- _抜粋本文_
————

久野氏はこうした状況を打開するために、旅費申請そのものを無くす、当時まだリリース前だったあるサービスのトライアル導入を決意します。それは、9月にリリースされた同社の新サービス「Smart Go」です。
Smart Goは、携帯電話で交通系ICカード「Suica」の機能が使えるJR東日本の「モバイルSuica」の利用履歴を用いることで、旅費申請を省き、旅費管理を行うサービスです。
Smart Goでは、モバイルSuicaに法人用クレジットカードで予め金額をチャージします。社員はそのモバイルSuicaを利用し、交通費を支払うため、従来のように社員が旅費を立て替え払いする必要はありません。利用履歴はSuicaの専用サーバーと連携しており、企業側は常に最新の利用状況を取得できます。
「Smart Goには、利用内容が正しいかどうかを判定する簡易監査機能が付いていますし、乗降履歴も取得できます。社員が行程を旅費システムで一件ずつ申請するのではなく、企業側が、交通機関が提供する電車の乗降履歴そのものを明細として利用すれば十分なのではないかと考え、Smart Goの導入を決めました」(久野氏)

————

ポイント注釈の記録:
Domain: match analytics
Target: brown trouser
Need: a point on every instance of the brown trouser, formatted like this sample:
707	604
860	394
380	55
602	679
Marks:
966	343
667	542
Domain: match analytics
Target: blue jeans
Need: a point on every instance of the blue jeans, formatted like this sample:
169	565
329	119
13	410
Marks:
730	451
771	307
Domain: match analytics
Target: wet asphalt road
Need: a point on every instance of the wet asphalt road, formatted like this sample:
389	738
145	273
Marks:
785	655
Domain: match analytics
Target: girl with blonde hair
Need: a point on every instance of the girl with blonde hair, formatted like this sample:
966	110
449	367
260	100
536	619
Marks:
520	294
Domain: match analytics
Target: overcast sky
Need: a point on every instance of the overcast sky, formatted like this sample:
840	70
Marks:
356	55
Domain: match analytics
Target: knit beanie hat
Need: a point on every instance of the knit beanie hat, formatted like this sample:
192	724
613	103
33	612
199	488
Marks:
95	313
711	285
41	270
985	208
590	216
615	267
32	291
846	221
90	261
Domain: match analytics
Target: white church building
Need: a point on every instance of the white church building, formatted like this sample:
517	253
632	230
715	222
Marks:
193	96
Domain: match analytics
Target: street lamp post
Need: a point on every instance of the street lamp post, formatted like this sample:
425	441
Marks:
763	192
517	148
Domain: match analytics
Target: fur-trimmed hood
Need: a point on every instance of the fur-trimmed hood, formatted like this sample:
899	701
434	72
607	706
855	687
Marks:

————

- _課題 1_
Smart Goに関する文章で「Smart Goでは、モバイルSuicaに」から始まる段落を、主な事実を残したまま箇条書きにまとめてください。
- _課題 2_
Smart Goに関する文章によると、Smart Goは何月にリリースされましたか。
- _課題 3_
Smart Goに関する文章を、最後の文の後から書き継いでください。
記録は文章とは別の資料です。

- _最終結果 1_
- 法人用クレジットカードで、モバイルSuicaに前もって金額をチャージする
- 社員はそのモバイルSuicaで交通費を払うため、旅費の立て替え払いが不要になる
- 利用履歴はSuicaの専用サーバーと連携しており、企業側は最新の利用状況をいつでも取得できる

- _最終結果 2_
9月です。

- _最終結果 3_
同社では本格導入前に、まずはトライアルとして、20名超の社員による利用からスタート。川島氏もそのうちの1人でした。
「私は私用のスマートフォンを、いわゆる『BYOD』で業務にも使っていますが、そのような形でも、Smart Goは利用できます。電車や地下鉄はもちろん、バスやタクシーでも、交通費の支払いはモバイルSuicaでタッチするだけ。しかも、利用後の申請は不要です。
これまで旅費の申請は、一件あたり5~10分かかっており、それを複数登録するため、かなりの時間をとられていました。しかし、Smart Goの導入で、旅費申請にとられていた時間は“ほぼ0”になりました。これが時間と心のゆとりにつながっています。
私は子供を保育園へ送り迎えするため、業務時間が限られています。業務にも集中して取り組めるようになり、“働き方改革”を実感しています」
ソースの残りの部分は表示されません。